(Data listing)
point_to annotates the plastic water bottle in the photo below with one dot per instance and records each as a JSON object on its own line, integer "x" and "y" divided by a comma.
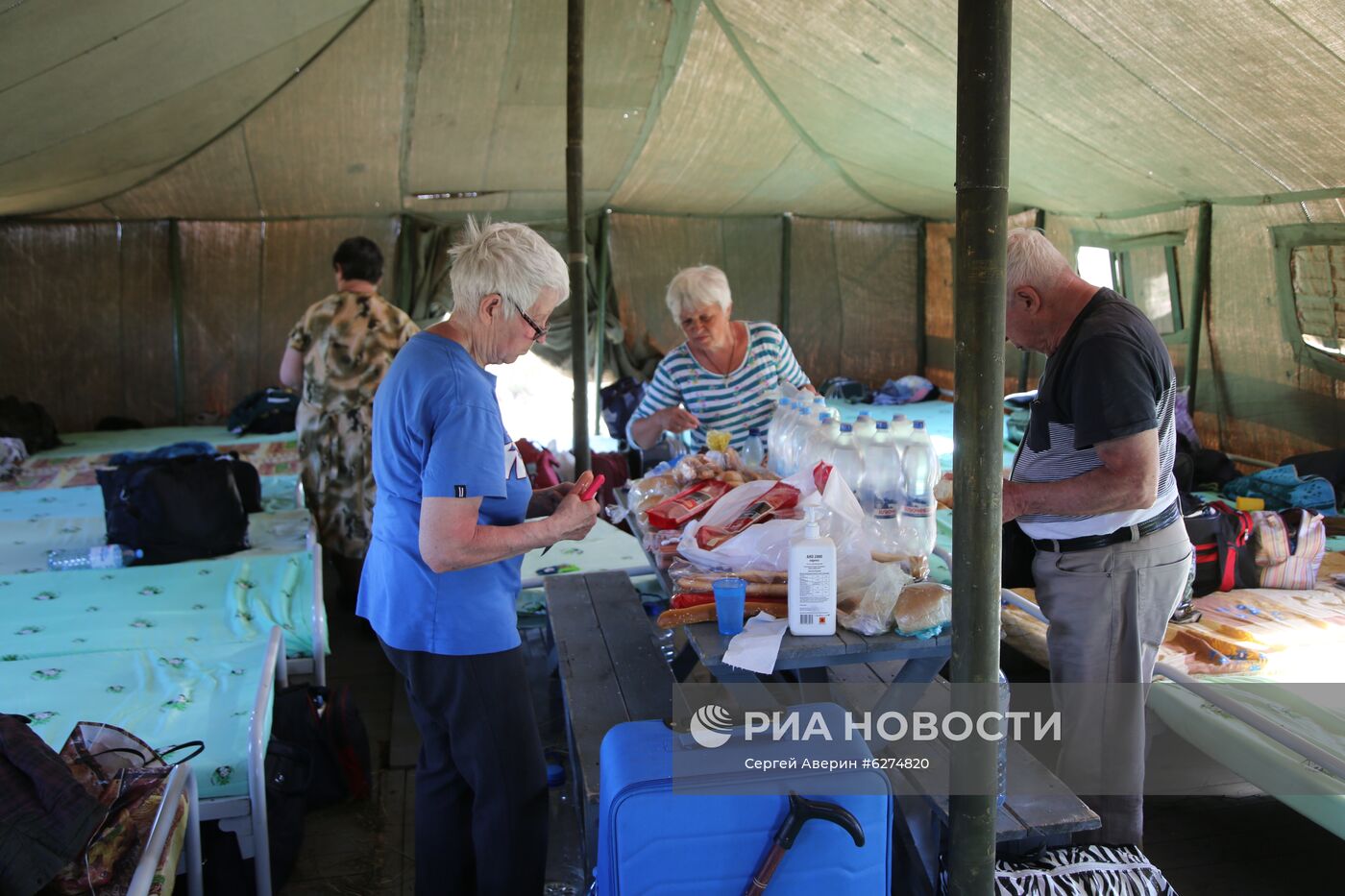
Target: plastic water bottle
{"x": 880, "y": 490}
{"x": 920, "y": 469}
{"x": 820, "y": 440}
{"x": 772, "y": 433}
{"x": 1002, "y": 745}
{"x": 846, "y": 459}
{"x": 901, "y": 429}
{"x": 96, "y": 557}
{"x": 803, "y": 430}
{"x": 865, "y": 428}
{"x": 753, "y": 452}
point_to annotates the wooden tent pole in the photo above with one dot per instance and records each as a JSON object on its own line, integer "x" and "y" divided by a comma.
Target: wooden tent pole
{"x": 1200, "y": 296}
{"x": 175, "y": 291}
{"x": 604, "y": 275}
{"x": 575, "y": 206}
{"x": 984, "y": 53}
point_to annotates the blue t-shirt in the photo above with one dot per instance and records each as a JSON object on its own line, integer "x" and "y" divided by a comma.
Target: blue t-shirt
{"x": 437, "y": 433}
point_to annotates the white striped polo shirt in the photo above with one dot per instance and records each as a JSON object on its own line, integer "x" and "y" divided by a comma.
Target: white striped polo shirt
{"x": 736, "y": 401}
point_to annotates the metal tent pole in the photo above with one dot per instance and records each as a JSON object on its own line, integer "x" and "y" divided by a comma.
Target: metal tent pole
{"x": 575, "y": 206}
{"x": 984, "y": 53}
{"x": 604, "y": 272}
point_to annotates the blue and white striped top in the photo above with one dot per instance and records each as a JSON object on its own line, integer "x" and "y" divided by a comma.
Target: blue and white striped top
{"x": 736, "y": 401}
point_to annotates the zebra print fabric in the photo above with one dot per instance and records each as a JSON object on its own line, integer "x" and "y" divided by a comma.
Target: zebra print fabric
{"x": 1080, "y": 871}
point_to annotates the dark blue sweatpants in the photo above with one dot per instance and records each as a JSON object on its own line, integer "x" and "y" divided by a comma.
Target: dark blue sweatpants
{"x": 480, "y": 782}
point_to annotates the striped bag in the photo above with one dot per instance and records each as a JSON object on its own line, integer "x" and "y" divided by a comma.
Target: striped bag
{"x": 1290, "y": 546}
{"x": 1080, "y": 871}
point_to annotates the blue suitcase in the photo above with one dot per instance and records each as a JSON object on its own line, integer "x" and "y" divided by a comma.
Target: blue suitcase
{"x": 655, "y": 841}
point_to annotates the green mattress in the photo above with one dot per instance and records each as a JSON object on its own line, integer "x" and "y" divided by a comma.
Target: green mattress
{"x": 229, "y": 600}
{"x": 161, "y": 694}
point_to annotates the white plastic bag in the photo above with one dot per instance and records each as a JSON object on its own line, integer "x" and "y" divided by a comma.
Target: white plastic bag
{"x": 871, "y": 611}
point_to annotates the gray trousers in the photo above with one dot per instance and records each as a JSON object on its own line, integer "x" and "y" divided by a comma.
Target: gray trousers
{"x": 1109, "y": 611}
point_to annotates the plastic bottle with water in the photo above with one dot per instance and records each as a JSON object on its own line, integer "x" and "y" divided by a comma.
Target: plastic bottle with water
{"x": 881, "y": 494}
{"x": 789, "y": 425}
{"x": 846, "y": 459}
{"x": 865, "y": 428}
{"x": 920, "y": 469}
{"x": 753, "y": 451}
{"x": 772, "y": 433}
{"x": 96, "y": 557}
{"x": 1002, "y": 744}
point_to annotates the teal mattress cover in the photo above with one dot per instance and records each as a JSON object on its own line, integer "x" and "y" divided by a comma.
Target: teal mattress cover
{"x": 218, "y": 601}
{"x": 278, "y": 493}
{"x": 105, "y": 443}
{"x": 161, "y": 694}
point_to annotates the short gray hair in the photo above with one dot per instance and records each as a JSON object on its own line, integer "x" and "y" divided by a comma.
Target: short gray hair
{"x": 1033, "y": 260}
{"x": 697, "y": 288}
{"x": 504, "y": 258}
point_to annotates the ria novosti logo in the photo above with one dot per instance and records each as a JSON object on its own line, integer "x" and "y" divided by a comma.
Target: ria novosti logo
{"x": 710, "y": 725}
* * *
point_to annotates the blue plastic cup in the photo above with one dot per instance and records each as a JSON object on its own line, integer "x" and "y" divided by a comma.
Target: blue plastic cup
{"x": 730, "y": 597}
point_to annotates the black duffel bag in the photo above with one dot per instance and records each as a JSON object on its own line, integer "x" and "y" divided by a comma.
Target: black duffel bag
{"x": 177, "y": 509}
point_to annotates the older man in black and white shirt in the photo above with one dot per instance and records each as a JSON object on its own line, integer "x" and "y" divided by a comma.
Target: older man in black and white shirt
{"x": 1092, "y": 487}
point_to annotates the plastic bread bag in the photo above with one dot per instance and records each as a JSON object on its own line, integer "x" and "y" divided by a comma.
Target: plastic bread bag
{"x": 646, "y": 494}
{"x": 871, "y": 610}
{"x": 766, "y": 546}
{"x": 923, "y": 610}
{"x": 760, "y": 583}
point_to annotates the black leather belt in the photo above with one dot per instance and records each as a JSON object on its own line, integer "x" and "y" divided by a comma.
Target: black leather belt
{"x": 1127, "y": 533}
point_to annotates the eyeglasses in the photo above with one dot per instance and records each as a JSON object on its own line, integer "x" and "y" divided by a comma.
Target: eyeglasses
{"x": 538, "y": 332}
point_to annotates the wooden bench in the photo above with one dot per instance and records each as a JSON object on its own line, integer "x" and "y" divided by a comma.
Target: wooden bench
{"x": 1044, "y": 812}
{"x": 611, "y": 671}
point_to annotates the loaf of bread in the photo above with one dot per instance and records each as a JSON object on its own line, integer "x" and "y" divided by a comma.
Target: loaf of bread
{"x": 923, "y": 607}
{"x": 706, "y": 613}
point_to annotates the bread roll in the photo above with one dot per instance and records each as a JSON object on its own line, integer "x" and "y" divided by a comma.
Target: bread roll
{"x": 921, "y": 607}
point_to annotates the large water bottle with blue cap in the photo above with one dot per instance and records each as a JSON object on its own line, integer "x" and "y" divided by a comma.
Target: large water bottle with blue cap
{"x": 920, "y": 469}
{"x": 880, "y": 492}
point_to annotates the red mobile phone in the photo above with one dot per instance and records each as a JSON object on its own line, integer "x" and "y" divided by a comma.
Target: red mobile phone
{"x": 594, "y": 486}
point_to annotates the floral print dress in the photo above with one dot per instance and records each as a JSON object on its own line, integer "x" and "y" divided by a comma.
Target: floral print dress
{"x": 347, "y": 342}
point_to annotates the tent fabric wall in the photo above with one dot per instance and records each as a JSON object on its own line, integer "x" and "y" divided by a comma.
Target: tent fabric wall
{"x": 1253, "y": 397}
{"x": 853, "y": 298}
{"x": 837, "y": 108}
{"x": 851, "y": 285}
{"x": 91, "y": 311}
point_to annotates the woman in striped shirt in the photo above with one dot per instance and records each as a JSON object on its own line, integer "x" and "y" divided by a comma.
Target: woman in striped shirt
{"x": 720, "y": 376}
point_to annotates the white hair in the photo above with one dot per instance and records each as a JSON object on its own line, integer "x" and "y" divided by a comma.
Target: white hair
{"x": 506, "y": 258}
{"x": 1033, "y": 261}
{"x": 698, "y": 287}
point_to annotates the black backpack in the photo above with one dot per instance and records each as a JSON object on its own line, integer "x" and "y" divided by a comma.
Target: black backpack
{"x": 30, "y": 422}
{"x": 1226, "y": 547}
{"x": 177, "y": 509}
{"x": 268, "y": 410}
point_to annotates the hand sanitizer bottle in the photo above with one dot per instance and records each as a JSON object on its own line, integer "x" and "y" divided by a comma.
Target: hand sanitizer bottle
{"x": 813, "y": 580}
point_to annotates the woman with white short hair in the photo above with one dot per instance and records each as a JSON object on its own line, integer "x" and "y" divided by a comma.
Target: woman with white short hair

_TASK DIRECTIONS_
Pick out every line in the entries above that contains the word "green", and copy each one in full. Case counts, so only exact matches qualify.

_WRITTEN SOLUTION_
point_to annotates the green mattress in the photo above with one dot per instance and records each as a JSON object on its own line, integer "x" and "y" divided by a comma.
Target: green mattress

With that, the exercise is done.